Speaker Uses Power To Eject NFP MP
From left: National Federation Party leader Biman Prasad and Opposition leader Ro Teimumu Kepa with the Opposition MP Prem Singh after the parliamentary seating on April 16, 2018.Photo: Simione Haravanua.
April 17
12:20 2018

 

The Speaker may order any member whose conduct is highly disorderly or repeatedly violates the Standing Orders to withdraw immediately from Parliament for a period of time that the Speaker decides, being no more than the remainder of that sitting day.

Speaker of Parliament Dr Jiko Luveni for the first time since Parliament sat in 2014 exercised her power to suspend a Member of Parliament for part of a day.

Yesterday National Federation Par­ty leader Biman Prasad was shown the yellow card and suspended from Parliament for 10 minutes after try­ing to raise a point of order.

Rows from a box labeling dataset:

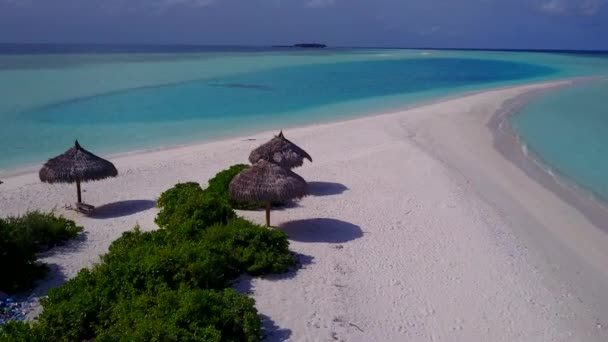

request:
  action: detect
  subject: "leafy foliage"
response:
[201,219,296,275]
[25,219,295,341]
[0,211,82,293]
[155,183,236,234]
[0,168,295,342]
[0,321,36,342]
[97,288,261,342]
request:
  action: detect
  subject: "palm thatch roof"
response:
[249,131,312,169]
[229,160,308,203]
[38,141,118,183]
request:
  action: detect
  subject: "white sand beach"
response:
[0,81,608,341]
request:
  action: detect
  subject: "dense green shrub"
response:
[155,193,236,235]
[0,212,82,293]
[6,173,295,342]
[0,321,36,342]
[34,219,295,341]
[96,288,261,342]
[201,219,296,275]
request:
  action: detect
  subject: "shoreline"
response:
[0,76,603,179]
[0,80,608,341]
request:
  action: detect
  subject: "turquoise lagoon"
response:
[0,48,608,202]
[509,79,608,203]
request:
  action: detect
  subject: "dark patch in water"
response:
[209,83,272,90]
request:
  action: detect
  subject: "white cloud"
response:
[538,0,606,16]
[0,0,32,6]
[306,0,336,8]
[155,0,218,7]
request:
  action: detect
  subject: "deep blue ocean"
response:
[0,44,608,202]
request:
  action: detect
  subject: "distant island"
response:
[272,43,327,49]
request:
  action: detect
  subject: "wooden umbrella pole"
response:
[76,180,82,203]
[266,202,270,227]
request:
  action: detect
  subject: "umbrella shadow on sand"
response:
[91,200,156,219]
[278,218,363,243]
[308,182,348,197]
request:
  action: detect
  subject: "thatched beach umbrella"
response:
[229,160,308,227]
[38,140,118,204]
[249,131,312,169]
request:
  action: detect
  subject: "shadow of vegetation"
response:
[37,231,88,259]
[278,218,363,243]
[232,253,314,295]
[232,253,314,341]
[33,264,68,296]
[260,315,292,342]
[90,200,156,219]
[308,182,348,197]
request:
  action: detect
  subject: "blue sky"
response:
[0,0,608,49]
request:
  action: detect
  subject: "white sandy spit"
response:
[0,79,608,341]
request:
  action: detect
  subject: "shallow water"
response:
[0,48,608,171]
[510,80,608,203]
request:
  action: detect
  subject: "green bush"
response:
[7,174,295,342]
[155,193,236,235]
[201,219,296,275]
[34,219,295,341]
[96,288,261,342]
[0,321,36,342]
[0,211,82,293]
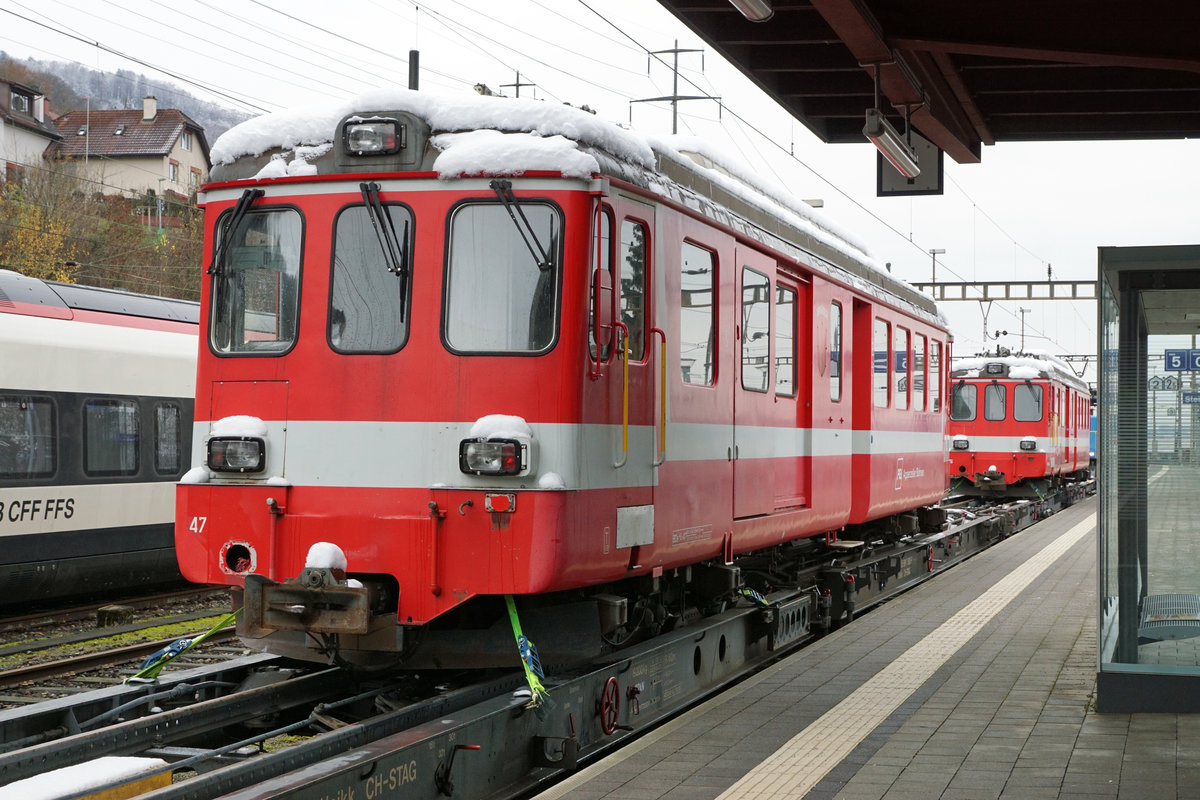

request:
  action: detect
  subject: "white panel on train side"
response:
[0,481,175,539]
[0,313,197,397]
* * *
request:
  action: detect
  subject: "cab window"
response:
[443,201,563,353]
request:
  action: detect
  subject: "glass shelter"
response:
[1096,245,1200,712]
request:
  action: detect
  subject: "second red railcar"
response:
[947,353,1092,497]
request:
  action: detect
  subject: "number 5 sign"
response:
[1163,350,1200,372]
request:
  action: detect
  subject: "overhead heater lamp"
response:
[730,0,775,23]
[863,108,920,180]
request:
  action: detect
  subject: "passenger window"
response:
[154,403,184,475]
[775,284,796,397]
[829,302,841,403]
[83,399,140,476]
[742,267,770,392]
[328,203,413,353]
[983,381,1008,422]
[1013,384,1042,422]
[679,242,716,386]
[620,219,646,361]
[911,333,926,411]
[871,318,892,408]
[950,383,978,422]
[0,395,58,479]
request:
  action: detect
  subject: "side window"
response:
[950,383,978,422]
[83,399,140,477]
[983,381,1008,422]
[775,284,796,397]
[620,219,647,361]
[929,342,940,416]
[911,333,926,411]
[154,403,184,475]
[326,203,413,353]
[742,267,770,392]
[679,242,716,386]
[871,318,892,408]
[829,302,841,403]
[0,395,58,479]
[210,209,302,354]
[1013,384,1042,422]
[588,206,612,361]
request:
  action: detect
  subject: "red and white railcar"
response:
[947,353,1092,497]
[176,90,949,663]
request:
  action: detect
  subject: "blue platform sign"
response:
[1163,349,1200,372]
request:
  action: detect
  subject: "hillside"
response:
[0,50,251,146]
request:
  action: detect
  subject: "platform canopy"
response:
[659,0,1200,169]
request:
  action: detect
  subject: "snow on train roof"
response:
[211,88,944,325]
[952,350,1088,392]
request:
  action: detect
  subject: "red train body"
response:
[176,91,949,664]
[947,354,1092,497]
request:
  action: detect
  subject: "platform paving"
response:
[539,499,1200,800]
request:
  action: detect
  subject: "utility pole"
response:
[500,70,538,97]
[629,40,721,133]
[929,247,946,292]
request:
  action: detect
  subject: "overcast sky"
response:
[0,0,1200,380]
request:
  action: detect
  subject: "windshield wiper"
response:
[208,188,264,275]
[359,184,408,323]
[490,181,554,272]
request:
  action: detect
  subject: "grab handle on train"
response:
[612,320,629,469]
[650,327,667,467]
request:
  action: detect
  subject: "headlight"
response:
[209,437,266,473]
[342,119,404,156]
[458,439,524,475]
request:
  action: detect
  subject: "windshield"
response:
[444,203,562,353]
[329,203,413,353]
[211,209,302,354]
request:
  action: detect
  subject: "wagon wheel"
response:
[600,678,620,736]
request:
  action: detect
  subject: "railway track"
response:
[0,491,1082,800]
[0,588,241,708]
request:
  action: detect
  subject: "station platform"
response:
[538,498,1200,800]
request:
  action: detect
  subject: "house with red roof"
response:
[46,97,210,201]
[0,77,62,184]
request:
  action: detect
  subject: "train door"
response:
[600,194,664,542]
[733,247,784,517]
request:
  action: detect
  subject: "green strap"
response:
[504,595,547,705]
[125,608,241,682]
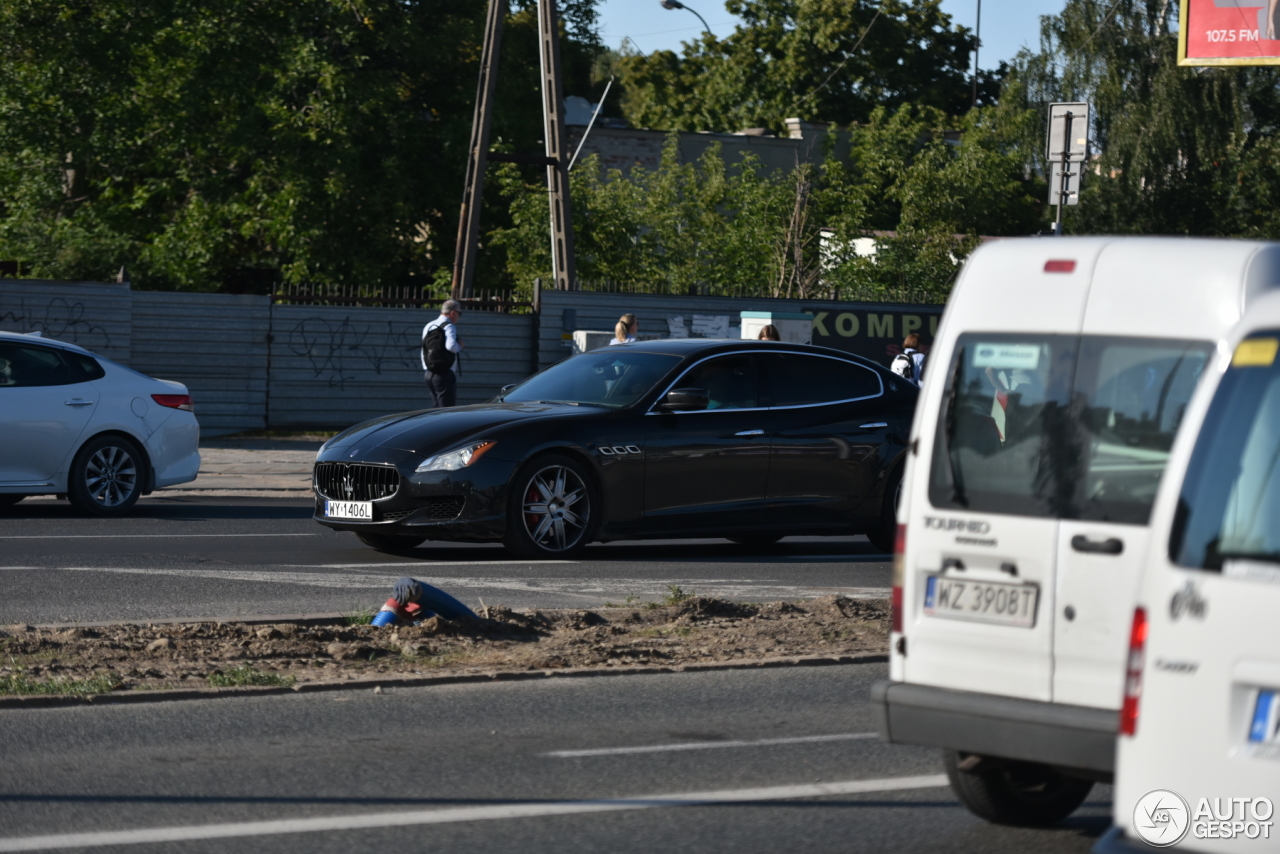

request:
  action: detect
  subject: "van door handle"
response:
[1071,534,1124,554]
==
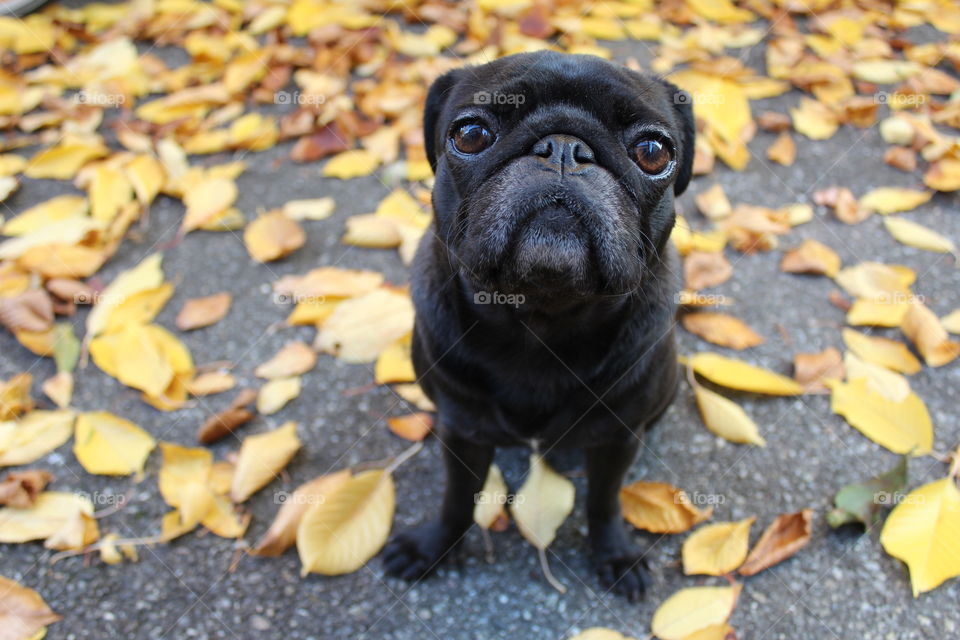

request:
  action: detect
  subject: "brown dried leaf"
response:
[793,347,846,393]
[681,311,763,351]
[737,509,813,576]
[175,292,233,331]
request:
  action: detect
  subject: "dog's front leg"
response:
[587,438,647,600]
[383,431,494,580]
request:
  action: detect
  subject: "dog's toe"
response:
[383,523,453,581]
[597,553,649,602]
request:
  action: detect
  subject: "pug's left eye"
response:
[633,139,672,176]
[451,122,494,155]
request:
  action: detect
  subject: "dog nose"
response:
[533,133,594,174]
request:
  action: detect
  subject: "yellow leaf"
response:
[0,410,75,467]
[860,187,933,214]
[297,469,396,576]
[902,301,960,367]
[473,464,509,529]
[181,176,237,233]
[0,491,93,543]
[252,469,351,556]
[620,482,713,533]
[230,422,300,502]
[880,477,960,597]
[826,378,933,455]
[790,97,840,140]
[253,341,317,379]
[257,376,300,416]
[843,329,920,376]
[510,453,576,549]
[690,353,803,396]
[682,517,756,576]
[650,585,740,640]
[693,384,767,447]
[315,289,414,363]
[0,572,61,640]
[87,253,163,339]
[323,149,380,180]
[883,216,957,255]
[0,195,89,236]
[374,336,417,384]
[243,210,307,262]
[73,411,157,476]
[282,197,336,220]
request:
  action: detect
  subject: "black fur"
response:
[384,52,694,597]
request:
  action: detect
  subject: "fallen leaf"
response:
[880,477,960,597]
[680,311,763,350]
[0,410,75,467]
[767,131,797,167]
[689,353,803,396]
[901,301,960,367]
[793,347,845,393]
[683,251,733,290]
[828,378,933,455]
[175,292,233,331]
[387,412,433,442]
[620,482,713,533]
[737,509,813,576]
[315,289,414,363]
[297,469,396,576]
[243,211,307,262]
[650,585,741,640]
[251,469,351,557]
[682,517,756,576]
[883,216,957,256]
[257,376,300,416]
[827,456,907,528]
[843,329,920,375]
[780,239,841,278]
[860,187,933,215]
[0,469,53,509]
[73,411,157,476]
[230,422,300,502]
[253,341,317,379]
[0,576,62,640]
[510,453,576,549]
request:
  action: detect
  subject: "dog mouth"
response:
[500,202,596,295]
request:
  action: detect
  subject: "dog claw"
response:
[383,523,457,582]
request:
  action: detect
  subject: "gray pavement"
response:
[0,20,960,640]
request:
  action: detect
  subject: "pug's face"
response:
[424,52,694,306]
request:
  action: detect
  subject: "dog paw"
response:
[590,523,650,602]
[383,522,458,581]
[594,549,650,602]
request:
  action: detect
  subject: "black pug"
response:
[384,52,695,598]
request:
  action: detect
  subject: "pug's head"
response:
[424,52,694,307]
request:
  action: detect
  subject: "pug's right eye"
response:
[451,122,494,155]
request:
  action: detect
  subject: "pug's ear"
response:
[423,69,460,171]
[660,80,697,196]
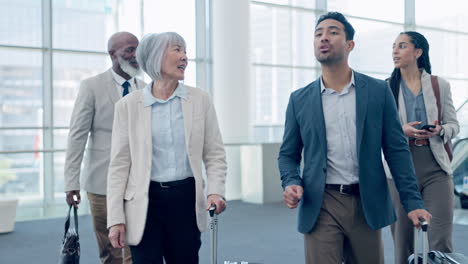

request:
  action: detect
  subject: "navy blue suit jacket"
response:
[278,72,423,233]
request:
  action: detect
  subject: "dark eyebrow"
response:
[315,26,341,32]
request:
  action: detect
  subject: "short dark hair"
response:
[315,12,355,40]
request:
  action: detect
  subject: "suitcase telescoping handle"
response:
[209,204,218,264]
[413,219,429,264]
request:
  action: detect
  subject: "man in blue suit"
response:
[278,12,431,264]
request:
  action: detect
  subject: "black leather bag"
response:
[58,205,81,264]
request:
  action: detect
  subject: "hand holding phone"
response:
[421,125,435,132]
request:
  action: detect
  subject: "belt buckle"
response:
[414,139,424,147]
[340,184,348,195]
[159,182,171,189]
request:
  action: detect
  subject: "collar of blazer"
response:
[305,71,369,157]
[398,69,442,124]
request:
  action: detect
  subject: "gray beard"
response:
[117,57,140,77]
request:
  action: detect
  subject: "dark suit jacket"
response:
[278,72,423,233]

INSTRUCTIONS:
1 - Summarize the news item about the Speaker's suspension of an MP in two sentences.
2 - Answer these questions from the news item about the Speaker's suspension of an MP:
(a) Who took the photo?
(b) What is the longest period the Speaker may order a member to withdraw?
(c) How long was Biman Prasad suspended?
3 - Write out the part of the news item about the Speaker's suspension of an MP starting with "Speaker of Parliament" and going on through "point of order.".

ANSWER SET:
1 - Speaker of Parliament Dr Jiko Luveni used her power to suspend a Member of Parliament for part of a day for the first time since Parliament sat in 2014. National Federation Party leader Biman Prasad was shown the yellow card and suspended from Parliament for 10 minutes after trying to raise a point of order.

2 -
(a) Simione Haravanua
(b) No more than the remainder of that sitting day
(c) 10 minutes

3 -
Speaker of Parliament Dr Jiko Luveni for the first time since Parliament sat in 2014 exercised her power to suspend a Member of Parliament for part of a day.

Yesterday National Federation Par­ty leader Biman Prasad was shown the yellow card and suspended from Parliament for 10 minutes after try­ing to raise a point of order.